**ZITIERTER TEXT:**
Filmkritiken

DAS LIED VOM TOD VOM WINDE VERWEHT

Christoph Waltz im Wilden Westen als deutscher Zahnarzt, der aber lieber Löcher in fremde Körper macht, statt welche zu flicken, weil er hautberuflich Kopfgeldjäger ist. Auf so eine Idee kann auch nur Quentin Tarantino kommen und da sich die Zusammenarbeit bei „Inglourious Basterds“ für beide Seite äußerst erfreulich gestaltet hatte, wechselt der Regisseur zwar das Genre, hält aber dem österreichischen Schauspieler die Treue und hat ihm erneut eine Rolle auf den Leib geschrieben, die sich sehen lassen kann. Dr. King Schultz vereint als Exzentriker gepflegte Umgangsformen mit barocker Redeflut, kann Sklaven nicht leiden sehen und hat einen markanten Wackelzahn auf dem Kutschendach, der zugleich als Tresor für erworbenes Kopfgeld dient. Dabei gehört er eindeutig auf die Seite der Guten, denn das böse Potential bleibt einem Leonardo DiCaprio als sadistischem Sklavenschinder mit dem trügerisch süßen Namen Candie vorbehalten. Der blauäugige Plantagenbesitzer offenbart sich als Anhänger einer kruden Rassentheorie, hält Vorträge über Schädelkunde und verdient an seinen Sklaven in Schaukämpfen Geld.

**AUFGABE:**
Welcher Schauspieler verkörpert laut der Filmkritik den Plantagenbesitzer Candie?

**VORLIEGENDE DATEN:**

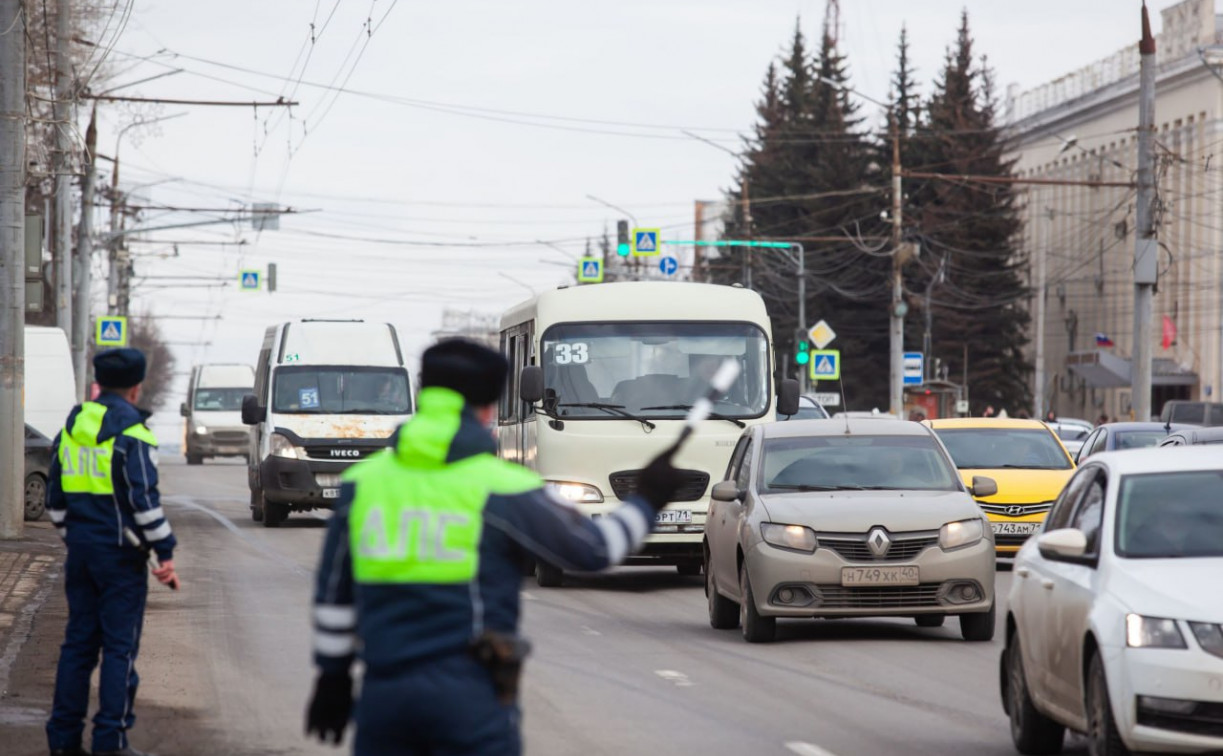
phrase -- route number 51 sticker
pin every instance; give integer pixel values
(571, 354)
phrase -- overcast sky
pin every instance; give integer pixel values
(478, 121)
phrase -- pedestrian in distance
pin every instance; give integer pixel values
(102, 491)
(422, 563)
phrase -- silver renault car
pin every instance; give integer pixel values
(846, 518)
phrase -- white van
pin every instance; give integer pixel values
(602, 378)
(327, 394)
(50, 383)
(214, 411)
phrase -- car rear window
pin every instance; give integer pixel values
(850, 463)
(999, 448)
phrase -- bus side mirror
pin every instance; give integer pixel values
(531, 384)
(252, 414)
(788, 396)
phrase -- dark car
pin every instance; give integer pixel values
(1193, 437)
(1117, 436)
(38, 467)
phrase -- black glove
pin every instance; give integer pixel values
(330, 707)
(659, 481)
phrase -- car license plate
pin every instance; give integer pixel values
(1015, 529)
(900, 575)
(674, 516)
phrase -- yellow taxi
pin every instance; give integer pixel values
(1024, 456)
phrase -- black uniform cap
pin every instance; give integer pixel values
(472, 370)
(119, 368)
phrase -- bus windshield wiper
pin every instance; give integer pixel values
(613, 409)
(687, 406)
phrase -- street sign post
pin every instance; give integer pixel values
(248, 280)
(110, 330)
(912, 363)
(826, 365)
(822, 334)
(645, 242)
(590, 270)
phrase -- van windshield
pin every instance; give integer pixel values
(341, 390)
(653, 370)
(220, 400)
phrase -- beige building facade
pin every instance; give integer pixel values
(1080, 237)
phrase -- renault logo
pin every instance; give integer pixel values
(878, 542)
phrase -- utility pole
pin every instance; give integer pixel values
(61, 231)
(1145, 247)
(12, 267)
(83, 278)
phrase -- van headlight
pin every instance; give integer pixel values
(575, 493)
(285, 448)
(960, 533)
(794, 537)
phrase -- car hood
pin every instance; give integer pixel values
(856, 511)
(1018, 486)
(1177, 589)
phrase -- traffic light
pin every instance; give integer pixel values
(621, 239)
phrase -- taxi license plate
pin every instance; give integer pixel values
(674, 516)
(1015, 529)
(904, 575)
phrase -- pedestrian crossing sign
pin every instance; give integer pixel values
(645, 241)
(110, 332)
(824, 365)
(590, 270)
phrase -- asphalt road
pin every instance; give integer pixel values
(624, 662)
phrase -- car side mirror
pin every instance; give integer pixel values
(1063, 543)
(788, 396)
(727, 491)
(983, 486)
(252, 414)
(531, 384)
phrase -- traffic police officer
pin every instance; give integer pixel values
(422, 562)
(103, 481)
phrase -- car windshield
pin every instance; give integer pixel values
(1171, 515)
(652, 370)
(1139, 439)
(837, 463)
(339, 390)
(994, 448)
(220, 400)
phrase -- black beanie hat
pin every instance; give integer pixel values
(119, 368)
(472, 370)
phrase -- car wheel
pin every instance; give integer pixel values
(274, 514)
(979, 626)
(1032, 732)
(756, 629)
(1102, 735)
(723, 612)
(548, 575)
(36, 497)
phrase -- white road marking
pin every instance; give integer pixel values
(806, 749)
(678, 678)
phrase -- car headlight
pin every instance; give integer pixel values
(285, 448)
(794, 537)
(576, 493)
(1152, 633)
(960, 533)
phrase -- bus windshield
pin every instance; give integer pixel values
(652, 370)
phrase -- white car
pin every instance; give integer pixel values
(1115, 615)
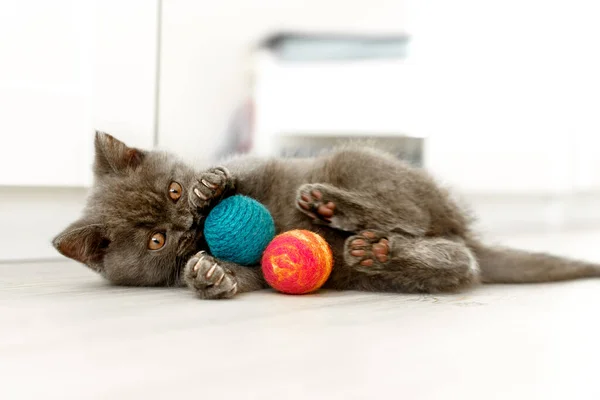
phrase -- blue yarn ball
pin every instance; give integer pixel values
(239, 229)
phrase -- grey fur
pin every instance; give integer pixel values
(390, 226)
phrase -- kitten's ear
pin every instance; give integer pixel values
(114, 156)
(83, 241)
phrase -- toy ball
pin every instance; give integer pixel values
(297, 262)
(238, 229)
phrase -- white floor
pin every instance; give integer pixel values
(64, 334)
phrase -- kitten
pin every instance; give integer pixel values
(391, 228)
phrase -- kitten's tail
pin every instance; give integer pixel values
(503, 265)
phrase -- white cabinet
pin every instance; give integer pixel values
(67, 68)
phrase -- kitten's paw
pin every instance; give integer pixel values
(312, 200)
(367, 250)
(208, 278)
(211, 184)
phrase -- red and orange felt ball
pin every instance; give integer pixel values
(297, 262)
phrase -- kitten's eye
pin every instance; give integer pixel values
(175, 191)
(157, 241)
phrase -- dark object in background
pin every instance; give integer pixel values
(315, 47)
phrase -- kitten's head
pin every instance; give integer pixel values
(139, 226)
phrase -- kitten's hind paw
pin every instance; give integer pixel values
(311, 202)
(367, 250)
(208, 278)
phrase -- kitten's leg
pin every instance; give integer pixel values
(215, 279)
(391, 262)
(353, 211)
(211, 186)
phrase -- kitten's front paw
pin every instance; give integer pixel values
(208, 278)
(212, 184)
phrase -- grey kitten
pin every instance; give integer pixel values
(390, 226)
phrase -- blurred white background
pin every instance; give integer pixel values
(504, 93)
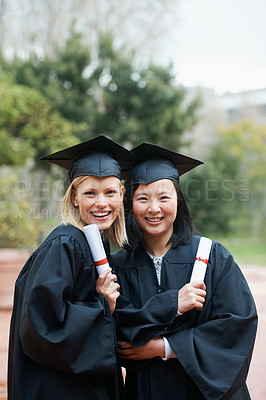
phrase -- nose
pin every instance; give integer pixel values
---
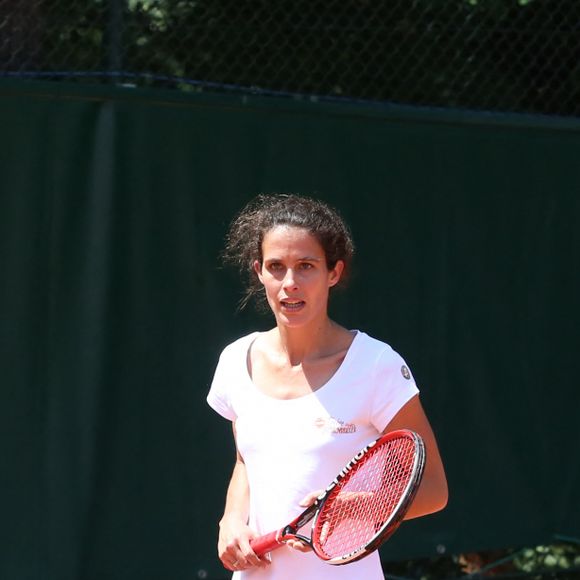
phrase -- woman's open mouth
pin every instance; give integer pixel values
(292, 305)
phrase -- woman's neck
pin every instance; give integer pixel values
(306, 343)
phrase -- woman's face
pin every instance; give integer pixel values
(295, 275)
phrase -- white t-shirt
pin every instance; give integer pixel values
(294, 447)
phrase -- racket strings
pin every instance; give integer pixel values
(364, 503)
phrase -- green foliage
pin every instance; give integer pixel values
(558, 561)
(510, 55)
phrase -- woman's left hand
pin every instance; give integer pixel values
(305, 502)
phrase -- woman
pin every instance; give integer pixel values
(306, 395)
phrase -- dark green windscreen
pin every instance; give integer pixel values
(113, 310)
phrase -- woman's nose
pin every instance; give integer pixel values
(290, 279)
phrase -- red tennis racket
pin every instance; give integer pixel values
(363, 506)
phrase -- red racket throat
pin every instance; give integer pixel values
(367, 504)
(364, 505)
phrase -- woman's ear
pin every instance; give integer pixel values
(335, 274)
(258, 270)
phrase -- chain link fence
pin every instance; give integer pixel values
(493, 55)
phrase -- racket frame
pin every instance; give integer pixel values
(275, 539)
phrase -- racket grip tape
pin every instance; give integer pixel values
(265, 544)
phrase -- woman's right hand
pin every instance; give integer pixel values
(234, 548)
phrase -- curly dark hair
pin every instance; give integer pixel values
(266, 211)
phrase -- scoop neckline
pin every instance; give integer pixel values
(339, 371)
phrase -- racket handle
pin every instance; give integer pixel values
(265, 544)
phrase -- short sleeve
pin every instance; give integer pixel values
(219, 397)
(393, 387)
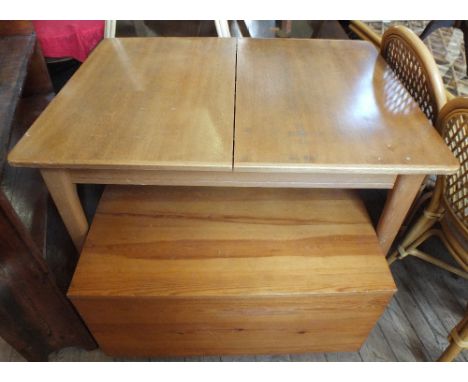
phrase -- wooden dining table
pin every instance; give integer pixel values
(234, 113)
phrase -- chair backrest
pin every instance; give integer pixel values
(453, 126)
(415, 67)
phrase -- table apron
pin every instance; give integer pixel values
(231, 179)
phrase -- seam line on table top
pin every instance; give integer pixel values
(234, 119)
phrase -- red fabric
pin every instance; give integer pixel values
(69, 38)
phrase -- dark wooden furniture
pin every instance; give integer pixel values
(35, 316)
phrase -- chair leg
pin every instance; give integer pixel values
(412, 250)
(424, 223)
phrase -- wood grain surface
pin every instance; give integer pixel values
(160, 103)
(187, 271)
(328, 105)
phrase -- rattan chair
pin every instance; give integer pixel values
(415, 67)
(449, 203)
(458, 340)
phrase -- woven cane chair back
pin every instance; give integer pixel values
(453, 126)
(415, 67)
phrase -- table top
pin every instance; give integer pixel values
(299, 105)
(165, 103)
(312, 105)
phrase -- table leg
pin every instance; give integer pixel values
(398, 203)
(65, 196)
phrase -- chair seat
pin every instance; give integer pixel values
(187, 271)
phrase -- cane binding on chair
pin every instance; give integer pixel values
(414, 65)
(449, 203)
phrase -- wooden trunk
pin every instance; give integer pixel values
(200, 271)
==
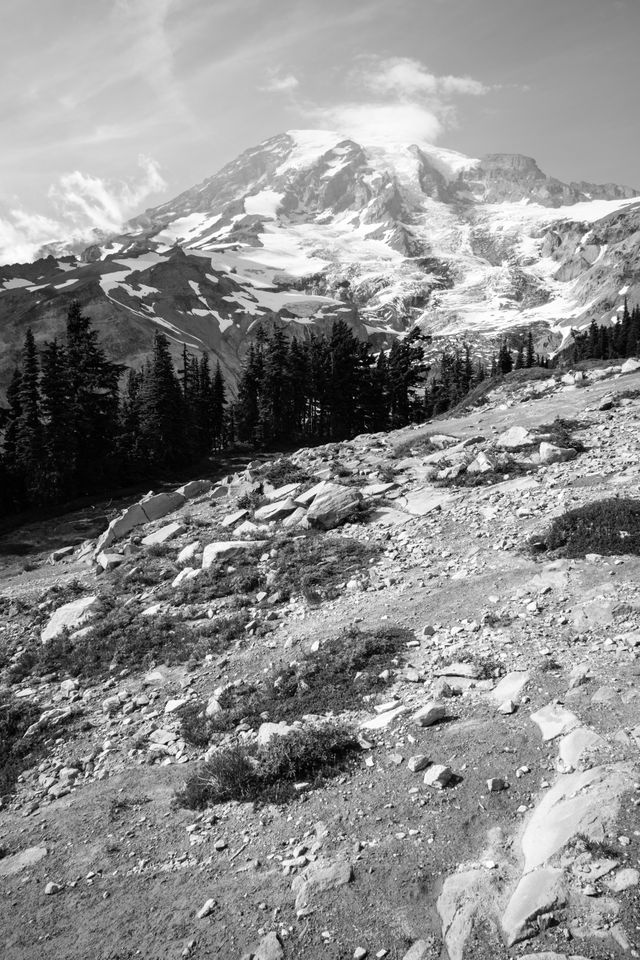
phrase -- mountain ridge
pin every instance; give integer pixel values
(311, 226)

**LÖSUNG:**
Leonardo DiCaprio